What you are asked to do:
Set down each line exactly, beginning with the one that contains "If you could mark the tree" and continuing through the last line of the listing, and nothing else.
((
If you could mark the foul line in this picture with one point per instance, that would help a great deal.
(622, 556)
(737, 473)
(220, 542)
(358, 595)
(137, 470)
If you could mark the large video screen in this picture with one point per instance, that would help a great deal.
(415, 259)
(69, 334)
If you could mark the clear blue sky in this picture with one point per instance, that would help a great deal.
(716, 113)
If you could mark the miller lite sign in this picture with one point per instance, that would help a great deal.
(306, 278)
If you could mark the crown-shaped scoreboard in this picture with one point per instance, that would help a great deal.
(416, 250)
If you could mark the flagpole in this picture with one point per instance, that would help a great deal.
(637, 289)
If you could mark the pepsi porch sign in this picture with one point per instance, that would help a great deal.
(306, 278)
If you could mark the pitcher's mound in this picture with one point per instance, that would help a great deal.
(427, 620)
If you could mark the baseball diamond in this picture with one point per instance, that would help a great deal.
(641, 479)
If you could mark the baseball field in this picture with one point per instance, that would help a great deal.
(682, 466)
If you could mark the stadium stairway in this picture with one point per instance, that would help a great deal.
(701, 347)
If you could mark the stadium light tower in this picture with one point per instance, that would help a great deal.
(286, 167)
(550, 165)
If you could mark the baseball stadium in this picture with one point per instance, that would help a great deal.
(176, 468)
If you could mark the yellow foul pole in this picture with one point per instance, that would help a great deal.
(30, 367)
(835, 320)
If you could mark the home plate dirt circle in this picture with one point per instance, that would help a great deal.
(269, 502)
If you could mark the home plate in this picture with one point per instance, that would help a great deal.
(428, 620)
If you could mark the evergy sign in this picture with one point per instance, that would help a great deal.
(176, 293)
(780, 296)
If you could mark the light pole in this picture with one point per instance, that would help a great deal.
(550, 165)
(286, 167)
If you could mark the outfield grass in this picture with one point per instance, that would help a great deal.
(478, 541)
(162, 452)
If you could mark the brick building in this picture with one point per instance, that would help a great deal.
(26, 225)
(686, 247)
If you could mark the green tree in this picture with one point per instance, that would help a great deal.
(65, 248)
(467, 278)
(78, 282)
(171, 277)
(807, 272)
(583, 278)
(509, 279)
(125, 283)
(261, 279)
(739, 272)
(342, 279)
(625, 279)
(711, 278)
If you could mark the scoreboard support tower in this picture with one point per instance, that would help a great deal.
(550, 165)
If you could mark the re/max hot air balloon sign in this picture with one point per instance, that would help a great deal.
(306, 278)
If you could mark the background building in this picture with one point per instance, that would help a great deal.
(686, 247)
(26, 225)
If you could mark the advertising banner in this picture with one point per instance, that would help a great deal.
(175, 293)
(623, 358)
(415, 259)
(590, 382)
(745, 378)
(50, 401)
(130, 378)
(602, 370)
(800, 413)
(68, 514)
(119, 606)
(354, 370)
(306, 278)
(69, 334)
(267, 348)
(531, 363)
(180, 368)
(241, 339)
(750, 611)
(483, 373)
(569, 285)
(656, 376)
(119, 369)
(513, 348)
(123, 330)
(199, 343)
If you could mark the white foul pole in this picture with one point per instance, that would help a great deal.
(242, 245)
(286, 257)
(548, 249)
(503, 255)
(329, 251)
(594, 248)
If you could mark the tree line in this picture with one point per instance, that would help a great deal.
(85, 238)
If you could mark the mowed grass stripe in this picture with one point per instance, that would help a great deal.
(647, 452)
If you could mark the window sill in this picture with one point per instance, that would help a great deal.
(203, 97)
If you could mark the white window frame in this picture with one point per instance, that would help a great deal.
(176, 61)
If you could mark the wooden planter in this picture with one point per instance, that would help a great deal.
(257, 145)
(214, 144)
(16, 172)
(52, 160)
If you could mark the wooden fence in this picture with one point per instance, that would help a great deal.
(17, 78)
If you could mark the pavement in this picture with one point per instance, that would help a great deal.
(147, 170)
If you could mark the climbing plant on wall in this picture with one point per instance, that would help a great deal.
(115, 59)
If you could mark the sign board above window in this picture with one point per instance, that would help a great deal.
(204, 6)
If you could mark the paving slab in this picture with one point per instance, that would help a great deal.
))
Exercise output:
If you could mark the tree line in this picture with one point per instance, that would help a great deal.
(85, 238)
If you could mark the mowed grass stripe in this picture with one point per instance, that would help a great deal.
(647, 452)
If you could mark the window sill in this picture with one point per instance, that would help a great deal.
(203, 97)
If you could mark the white window frame in this picture with one point per instance, that would help a great deal.
(176, 61)
If you could mark the wooden planter in this picture with one point per instance, that would help a great deal.
(257, 145)
(214, 144)
(16, 172)
(52, 160)
If you could mark the wooden fence in this picture with one point per instance, that would help a great deal.
(17, 78)
If you could mark the pavement in this picture with one point per instance, that would help a great deal.
(147, 170)
If you could mark the climbing plant on wall in this picture with one point per instance, that would help a great deal.
(115, 59)
If you could mark the sign board above window in this picture with one point per instance, that would help a great deal.
(204, 6)
If you could mark the paving slab in this picture with one point per instance, that would help a great deal.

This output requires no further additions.